Aim: Pick out every line of the material below that contains the word "chain", and copy each one in full.

Data listing:
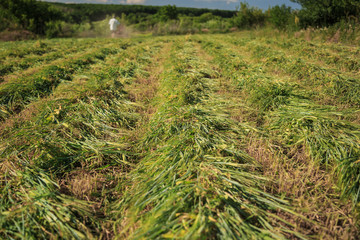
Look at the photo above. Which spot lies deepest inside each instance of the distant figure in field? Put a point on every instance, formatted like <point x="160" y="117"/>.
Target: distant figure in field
<point x="113" y="25"/>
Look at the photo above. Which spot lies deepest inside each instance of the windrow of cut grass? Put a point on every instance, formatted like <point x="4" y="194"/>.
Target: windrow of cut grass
<point x="59" y="49"/>
<point x="328" y="85"/>
<point x="57" y="163"/>
<point x="17" y="93"/>
<point x="347" y="60"/>
<point x="291" y="121"/>
<point x="195" y="181"/>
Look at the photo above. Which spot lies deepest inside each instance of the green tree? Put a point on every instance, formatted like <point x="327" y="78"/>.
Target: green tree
<point x="248" y="16"/>
<point x="327" y="12"/>
<point x="30" y="14"/>
<point x="280" y="16"/>
<point x="168" y="13"/>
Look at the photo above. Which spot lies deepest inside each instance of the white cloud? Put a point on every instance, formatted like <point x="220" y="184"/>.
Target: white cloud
<point x="227" y="1"/>
<point x="135" y="1"/>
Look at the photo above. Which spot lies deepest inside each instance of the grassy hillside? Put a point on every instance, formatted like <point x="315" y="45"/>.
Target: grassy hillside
<point x="231" y="136"/>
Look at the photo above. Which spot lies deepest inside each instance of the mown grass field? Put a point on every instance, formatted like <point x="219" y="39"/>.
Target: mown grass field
<point x="232" y="136"/>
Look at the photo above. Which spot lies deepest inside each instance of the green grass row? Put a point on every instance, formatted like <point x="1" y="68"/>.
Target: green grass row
<point x="195" y="181"/>
<point x="85" y="128"/>
<point x="294" y="120"/>
<point x="17" y="93"/>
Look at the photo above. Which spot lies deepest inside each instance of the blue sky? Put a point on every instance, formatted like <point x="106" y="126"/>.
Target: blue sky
<point x="213" y="4"/>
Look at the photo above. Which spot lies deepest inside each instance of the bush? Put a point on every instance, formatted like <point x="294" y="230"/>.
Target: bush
<point x="248" y="16"/>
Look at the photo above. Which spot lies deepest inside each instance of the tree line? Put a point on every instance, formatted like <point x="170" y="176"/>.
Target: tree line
<point x="48" y="19"/>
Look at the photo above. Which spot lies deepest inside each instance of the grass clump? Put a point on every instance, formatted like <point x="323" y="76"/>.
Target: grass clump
<point x="195" y="181"/>
<point x="32" y="206"/>
<point x="329" y="141"/>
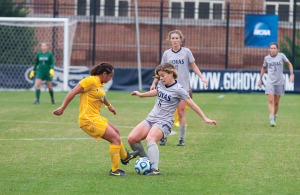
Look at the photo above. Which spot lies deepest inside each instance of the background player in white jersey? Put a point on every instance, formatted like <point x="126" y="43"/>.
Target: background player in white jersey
<point x="160" y="121"/>
<point x="275" y="80"/>
<point x="182" y="58"/>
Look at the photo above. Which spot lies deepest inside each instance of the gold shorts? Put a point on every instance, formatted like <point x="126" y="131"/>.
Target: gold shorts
<point x="96" y="129"/>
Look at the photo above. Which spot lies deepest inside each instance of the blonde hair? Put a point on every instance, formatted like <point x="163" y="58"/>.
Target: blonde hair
<point x="175" y="32"/>
<point x="166" y="67"/>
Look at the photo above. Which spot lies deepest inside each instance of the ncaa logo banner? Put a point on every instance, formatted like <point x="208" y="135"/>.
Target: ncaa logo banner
<point x="260" y="30"/>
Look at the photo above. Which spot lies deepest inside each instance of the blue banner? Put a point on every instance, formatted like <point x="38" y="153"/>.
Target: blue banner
<point x="126" y="79"/>
<point x="260" y="30"/>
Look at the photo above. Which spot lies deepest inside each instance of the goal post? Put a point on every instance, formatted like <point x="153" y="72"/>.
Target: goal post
<point x="51" y="22"/>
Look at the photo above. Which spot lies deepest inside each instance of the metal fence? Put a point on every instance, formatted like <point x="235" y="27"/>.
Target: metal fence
<point x="214" y="35"/>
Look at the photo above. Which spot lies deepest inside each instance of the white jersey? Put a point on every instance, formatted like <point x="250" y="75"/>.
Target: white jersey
<point x="181" y="60"/>
<point x="275" y="68"/>
<point x="168" y="98"/>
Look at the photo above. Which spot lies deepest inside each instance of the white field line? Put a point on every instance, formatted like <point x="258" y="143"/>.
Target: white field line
<point x="16" y="121"/>
<point x="33" y="139"/>
<point x="282" y="135"/>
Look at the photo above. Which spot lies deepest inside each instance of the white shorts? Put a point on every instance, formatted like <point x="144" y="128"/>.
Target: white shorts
<point x="165" y="128"/>
<point x="275" y="89"/>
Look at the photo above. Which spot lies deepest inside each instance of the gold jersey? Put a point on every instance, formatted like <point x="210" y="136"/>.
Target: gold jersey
<point x="90" y="100"/>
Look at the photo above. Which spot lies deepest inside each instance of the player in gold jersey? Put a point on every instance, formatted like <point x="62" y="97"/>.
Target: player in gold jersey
<point x="92" y="96"/>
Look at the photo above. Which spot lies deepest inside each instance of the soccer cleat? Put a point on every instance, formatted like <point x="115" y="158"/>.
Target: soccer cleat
<point x="180" y="143"/>
<point x="118" y="172"/>
<point x="163" y="141"/>
<point x="154" y="172"/>
<point x="176" y="124"/>
<point x="272" y="124"/>
<point x="129" y="157"/>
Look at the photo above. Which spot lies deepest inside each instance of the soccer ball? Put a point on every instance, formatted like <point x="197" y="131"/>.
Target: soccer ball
<point x="142" y="166"/>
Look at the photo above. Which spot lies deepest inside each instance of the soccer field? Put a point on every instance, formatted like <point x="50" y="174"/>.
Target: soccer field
<point x="46" y="154"/>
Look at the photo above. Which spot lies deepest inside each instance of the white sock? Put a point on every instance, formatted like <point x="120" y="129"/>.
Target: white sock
<point x="153" y="154"/>
<point x="182" y="132"/>
<point x="139" y="146"/>
<point x="271" y="117"/>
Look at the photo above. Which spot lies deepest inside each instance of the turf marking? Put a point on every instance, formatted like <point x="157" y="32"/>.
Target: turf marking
<point x="283" y="135"/>
<point x="129" y="127"/>
<point x="34" y="139"/>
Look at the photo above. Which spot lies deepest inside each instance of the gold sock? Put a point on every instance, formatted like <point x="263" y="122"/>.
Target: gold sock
<point x="114" y="151"/>
<point x="186" y="108"/>
<point x="123" y="153"/>
<point x="176" y="117"/>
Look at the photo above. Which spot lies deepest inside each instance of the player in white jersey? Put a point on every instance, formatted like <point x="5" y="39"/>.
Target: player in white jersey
<point x="275" y="80"/>
<point x="160" y="121"/>
<point x="182" y="58"/>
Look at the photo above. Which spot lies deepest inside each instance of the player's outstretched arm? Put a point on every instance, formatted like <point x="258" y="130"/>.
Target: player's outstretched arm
<point x="109" y="106"/>
<point x="69" y="97"/>
<point x="151" y="93"/>
<point x="198" y="72"/>
<point x="262" y="72"/>
<point x="196" y="108"/>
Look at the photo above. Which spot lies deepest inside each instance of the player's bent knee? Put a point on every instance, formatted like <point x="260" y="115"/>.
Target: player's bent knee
<point x="132" y="140"/>
<point x="150" y="139"/>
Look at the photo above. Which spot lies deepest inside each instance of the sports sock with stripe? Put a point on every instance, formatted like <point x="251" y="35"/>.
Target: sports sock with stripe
<point x="139" y="146"/>
<point x="114" y="151"/>
<point x="51" y="94"/>
<point x="271" y="117"/>
<point x="153" y="154"/>
<point x="123" y="153"/>
<point x="182" y="130"/>
<point x="37" y="93"/>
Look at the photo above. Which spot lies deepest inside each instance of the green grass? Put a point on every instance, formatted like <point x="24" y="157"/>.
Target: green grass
<point x="241" y="155"/>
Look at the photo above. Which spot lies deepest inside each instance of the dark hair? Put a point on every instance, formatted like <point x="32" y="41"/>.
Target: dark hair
<point x="101" y="68"/>
<point x="178" y="32"/>
<point x="273" y="43"/>
<point x="166" y="67"/>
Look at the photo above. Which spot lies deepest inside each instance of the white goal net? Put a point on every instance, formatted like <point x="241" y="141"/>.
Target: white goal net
<point x="20" y="40"/>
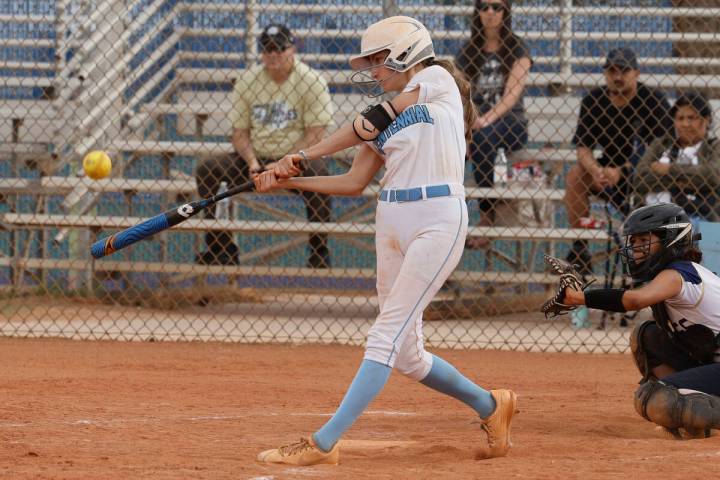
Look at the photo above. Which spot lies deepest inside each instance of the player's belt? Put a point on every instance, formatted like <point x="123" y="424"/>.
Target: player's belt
<point x="415" y="194"/>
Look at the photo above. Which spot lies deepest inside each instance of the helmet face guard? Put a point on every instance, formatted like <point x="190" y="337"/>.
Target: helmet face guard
<point x="364" y="80"/>
<point x="670" y="224"/>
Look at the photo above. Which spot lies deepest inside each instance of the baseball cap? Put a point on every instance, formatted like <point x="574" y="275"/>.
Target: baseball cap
<point x="621" y="58"/>
<point x="276" y="35"/>
<point x="694" y="100"/>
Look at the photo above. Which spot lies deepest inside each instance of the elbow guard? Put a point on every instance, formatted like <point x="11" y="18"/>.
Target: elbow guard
<point x="373" y="120"/>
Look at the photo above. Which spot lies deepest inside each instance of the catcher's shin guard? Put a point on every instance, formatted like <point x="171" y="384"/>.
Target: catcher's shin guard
<point x="638" y="351"/>
<point x="664" y="405"/>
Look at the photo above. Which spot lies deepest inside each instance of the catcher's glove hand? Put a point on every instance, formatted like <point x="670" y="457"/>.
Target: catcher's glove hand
<point x="569" y="277"/>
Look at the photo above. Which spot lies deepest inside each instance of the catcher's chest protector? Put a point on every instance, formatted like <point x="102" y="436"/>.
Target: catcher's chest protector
<point x="698" y="341"/>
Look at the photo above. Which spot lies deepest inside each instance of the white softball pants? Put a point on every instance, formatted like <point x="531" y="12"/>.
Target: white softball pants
<point x="418" y="244"/>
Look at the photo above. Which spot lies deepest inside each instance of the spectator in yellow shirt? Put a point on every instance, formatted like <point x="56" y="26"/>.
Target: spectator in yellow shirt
<point x="279" y="106"/>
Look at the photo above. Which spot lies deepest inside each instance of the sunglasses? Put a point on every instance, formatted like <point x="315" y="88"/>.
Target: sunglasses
<point x="273" y="48"/>
<point x="486" y="7"/>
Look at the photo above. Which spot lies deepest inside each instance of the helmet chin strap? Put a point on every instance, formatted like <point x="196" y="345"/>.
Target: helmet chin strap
<point x="365" y="81"/>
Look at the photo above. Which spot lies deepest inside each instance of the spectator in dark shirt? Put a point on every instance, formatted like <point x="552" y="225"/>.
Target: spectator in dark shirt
<point x="620" y="118"/>
<point x="684" y="167"/>
<point x="497" y="63"/>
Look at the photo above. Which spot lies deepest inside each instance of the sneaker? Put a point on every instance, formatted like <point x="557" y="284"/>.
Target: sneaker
<point x="497" y="425"/>
<point x="302" y="453"/>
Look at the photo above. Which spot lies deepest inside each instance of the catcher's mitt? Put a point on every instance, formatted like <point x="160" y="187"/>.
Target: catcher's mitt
<point x="569" y="277"/>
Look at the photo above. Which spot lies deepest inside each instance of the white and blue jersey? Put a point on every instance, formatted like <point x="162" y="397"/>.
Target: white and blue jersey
<point x="425" y="144"/>
<point x="698" y="302"/>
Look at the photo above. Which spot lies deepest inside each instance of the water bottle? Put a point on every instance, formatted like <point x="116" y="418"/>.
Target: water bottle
<point x="222" y="209"/>
<point x="500" y="171"/>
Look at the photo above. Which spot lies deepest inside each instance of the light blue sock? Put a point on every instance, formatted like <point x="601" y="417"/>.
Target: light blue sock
<point x="445" y="378"/>
<point x="368" y="382"/>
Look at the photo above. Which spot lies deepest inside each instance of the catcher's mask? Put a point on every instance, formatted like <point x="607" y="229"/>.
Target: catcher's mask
<point x="407" y="42"/>
<point x="670" y="224"/>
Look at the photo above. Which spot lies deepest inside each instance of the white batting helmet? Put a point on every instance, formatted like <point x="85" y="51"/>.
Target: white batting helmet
<point x="407" y="39"/>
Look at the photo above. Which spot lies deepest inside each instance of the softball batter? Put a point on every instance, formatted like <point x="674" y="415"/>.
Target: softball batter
<point x="421" y="223"/>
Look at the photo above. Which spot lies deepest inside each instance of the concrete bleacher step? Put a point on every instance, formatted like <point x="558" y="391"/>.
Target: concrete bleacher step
<point x="188" y="186"/>
<point x="535" y="79"/>
<point x="285" y="227"/>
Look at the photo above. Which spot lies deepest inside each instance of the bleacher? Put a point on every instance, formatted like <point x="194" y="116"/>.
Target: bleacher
<point x="157" y="101"/>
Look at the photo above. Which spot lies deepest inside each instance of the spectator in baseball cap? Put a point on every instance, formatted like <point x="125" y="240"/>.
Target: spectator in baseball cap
<point x="621" y="118"/>
<point x="683" y="167"/>
<point x="621" y="58"/>
<point x="279" y="106"/>
<point x="276" y="38"/>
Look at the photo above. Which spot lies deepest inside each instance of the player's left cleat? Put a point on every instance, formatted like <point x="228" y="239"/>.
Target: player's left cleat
<point x="302" y="453"/>
<point x="683" y="434"/>
<point x="497" y="425"/>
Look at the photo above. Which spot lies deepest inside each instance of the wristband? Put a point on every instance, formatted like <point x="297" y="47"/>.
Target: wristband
<point x="306" y="161"/>
<point x="608" y="299"/>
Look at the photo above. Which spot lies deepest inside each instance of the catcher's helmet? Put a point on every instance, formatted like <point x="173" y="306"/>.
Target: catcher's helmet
<point x="407" y="41"/>
<point x="671" y="224"/>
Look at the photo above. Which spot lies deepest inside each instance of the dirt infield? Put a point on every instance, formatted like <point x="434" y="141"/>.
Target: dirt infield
<point x="108" y="410"/>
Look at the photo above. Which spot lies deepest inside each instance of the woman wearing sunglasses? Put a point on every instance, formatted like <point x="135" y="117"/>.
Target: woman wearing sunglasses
<point x="497" y="63"/>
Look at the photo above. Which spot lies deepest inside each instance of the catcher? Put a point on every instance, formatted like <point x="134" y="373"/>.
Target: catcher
<point x="677" y="353"/>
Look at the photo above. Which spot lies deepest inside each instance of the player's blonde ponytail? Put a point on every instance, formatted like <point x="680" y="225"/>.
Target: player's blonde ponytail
<point x="469" y="112"/>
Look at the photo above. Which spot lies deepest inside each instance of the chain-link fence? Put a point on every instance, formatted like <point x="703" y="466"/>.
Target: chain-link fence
<point x="586" y="110"/>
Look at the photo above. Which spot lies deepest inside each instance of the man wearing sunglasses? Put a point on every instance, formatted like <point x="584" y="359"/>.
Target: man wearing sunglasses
<point x="621" y="118"/>
<point x="278" y="107"/>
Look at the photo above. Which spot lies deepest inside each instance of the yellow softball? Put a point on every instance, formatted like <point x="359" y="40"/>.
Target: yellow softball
<point x="97" y="164"/>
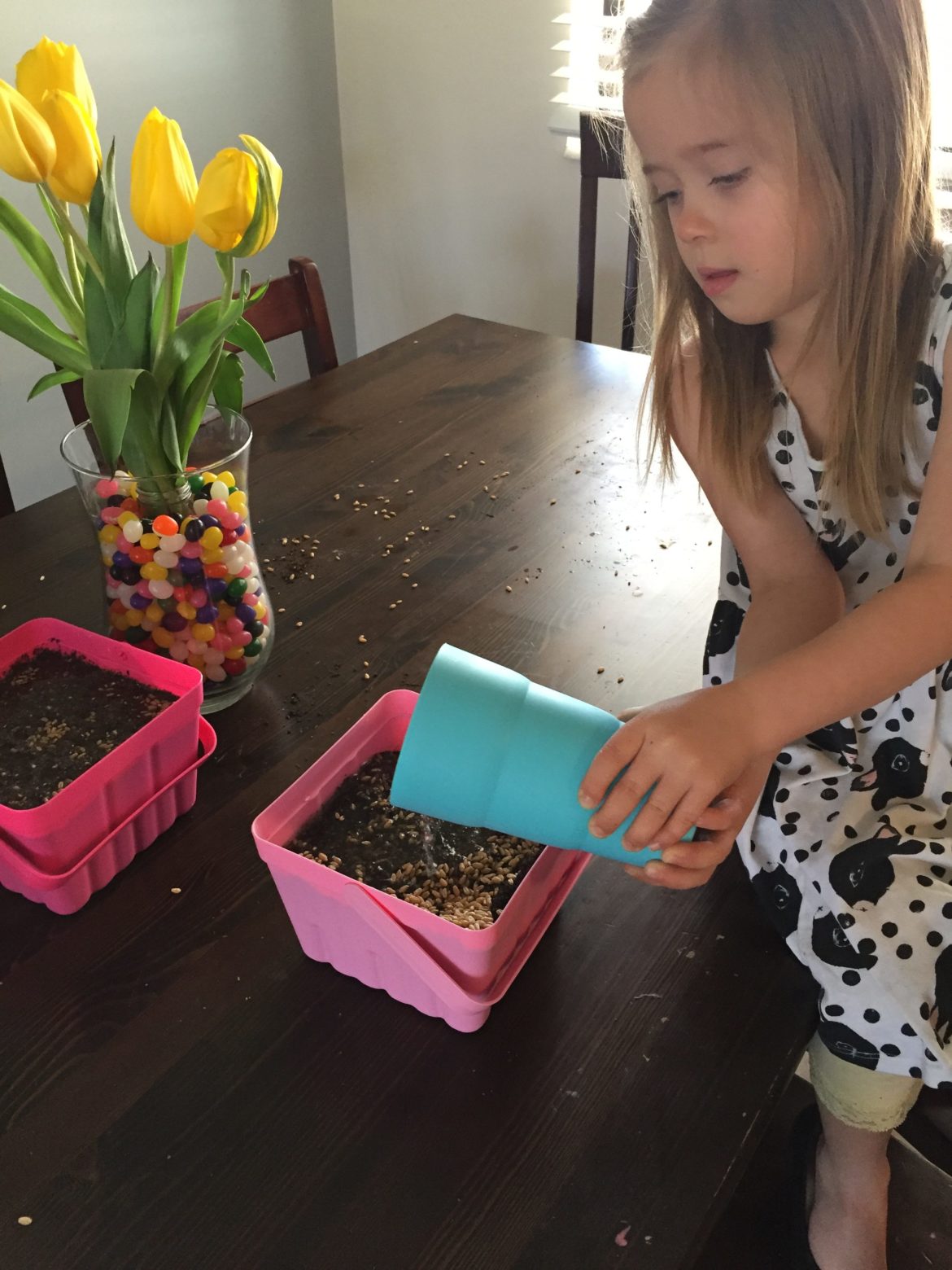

Problem solution:
Look at the photo above. Which spot lies deepest inside each instance of the chain-link fence? Put a point on every instance, formatted like <point x="703" y="466"/>.
Target: chain-link fence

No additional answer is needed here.